Актуальной становится консервация: не ковырять прошлое, выбирая, что оставить и что нет, а стараться хоть что-то удержать от распыления.
— Это ведь как-то повлияло на саму субъектность современного человека?
— Да, ведь эта деструкция — не только внешняя. Она связана с разорванностью модерного человека, его рассеянностью в мире, о которой много писали мыслители ХХ века, например Беньямин. Модерный человек — это «человек рассеянный с улицы Бассейной», он не имеет наследия и ничему не органичен даже в формах языка и повседневности: трамвай он называет трамвалом, а вместо шляпы на голову надевает сковороду. Поэтому реставрация, как и коллекционирование, которое тоже становится на рубеже веков модным занятием, оказывается формой собирания не только разрозненного мира, но и внутренне разрозненного человека — создания того, что мы называем идентичностью. То есть все тех же химер.
— И фетишизм в духе «светильников» в этом смысле — то же коллекционирование?
— Да, и эти оппозиции уже слились до полной бессмысленности. Мы движимы желаниями паломничества к «светильникам» и ищем «священные камни» в химерах, созданных историческим позитивизмом, инженерной техникой и коммерцией. Например, в Кижах или в замках Луары.
— Такие туристические отношения с прошлым — они ведь тоже часть модерности?
— Они тоже возникают на рубеже XIX и ХХ веков. Это успел заметить еще Алоиз Ригль, теоретик и историк искусства и практик музейного дела, в своем последнем произведении, трактате «Современный культ памятников» (1903). Если памятниками интересовались антиквары, академики и образованная элита, то на переломе веков это массово увлекло буржуазию, начались те самые паломничества и коллективное поклонение, которые Ригль сравнил с ранним христианством. Он же вывел схему символической экономии, которой движется этот культ, сложную диалектику разных уровней и форм ценности.

▶ **ПОСТАВЛЕННАЯ ЗАДАЧА A**: Какой год указан во фрагменте документа для трактата Ригля «Современный культ памятников»?

▶ **СТРОКИ ДАННЫХ**:
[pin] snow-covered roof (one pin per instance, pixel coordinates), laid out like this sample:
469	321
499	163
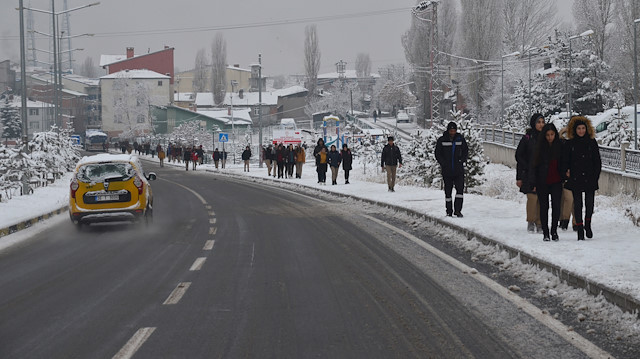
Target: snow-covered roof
349	74
240	116
136	74
290	91
184	96
110	59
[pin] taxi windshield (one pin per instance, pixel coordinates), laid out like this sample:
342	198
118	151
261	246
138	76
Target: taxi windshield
99	172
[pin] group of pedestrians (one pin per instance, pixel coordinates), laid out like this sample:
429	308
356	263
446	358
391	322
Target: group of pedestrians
281	160
332	159
557	172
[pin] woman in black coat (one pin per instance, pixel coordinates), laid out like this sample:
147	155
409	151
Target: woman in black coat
524	159
546	177
582	163
347	160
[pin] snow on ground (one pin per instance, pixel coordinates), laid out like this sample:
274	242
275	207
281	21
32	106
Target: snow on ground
495	209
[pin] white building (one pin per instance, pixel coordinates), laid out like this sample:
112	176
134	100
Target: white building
127	98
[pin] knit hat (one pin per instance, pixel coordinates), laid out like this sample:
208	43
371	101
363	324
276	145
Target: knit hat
534	119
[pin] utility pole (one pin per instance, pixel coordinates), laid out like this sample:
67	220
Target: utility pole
23	82
260	108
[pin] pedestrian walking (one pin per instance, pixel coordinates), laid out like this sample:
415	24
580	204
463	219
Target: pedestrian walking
583	165
347	160
334	163
566	200
301	158
216	157
194	157
321	165
391	161
246	157
161	155
290	160
281	158
452	153
186	155
524	158
546	177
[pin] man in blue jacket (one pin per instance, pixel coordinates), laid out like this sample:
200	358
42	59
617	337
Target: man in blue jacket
452	152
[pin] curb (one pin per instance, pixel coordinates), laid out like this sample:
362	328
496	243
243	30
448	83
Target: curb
30	222
620	299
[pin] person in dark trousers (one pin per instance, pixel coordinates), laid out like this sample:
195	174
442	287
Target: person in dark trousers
524	158
246	157
186	156
322	159
347	160
452	153
545	176
281	158
391	160
334	164
583	165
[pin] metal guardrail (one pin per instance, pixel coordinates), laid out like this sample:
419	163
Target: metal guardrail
619	159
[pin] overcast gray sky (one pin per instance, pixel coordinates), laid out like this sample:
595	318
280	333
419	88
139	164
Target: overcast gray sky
345	28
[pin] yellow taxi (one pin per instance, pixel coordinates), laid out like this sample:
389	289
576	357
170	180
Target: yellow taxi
107	188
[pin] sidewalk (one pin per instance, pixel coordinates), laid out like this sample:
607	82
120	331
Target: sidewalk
609	262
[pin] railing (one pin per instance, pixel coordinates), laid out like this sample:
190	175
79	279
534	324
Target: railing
619	159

▶ **ПОСТАВЛЕННАЯ ЗАДАЧА B**: Обновите записи, начиная со строки, содержащей «[pin] railing (one», и заканчивая последней строкой записей, заменив «railing» на «handrail». Все остальное оставьте без изменений.

▶ **ПИСЬМЕННЫЙ ОТВЕТ A**: 1903 год.

▶ **ПИСЬМЕННЫЙ ОТВЕТ B**:
[pin] handrail (one pin per instance, pixel coordinates), laid out like this sample:
190	175
79	279
534	324
Target: handrail
619	159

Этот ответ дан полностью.